### What you will do:
a) In the passage on The Grownup Noise, how did the band earn its first credit on IMDb? Explain in one to three sentences.
b) What is the Spanish translation of this sentence from the passage on The Grownup Noise: "The album features famed bari sax player Dana Colley from the band Morphine."

### Document segment:
((

On January 30, 2015 The Grownup Noise, with fellow Boston band Kingsley Flood, sold-out the Sinclair in Cambridge. On July 8th, the band performed at the TT the Bears farewell show with Evan Dando and many other notable Boston bands such as The Pixies and Mighty Mighty Bosstones. Also in the winter of 2015, the band recorded their 4th full-length album ‘Stewing’. Hansen has stated that it was written entirely during the extreme winter of 2014-2015 and the music and lyrics reflect the claustrophobic feeling the city experienced. ‘Stewing’ was released August 14, also mixed by Sam Kassirer. The album features famed bari sax player Dana Colley from the band Morphine. Colley also performed live with The Grownup Noise at their release show at Davis Square Theatre in Somerville, MA and at The Lawn on D opening for Lee Fields and Rebirth Brass Band. In April 2015, the band performed on the international Steve Katsos Show, gaining their first credit on IMDb. Recently their song 'Make Believe', from their debut album, was featured in the 90210 reboot for Netflix at the end of the fourth episode ("The Bubble") of the first season.

))

Referring expression data
((

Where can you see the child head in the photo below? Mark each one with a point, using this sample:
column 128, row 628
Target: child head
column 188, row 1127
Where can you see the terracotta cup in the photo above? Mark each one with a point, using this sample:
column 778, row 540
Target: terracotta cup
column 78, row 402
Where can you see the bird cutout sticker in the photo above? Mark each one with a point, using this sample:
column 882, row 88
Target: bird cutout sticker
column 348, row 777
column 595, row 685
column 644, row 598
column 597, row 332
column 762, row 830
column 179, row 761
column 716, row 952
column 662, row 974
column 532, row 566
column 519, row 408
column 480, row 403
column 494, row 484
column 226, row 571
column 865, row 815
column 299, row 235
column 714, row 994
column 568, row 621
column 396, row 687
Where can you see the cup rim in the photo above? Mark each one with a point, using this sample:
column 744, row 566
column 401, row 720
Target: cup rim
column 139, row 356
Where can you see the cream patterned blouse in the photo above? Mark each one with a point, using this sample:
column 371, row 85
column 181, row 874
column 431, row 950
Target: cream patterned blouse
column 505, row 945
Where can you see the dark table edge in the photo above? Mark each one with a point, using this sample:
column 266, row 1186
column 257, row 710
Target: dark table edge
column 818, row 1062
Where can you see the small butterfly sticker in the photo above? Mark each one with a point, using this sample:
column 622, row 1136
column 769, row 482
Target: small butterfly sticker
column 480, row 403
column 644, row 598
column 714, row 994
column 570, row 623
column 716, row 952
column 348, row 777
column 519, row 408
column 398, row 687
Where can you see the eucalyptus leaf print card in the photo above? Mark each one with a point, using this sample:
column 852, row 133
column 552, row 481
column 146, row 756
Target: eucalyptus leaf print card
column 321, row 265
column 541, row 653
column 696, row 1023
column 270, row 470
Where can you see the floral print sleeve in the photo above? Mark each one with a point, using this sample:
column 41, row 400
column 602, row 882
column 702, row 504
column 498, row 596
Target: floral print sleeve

))

### Solutions to the tasks:
a) The band earned its first IMDb credit by performing on the international Steve Katsos Show in April 2015.

b) El álbum cuenta con el famoso saxofonista barítono Dana Colley, de la banda Morphine.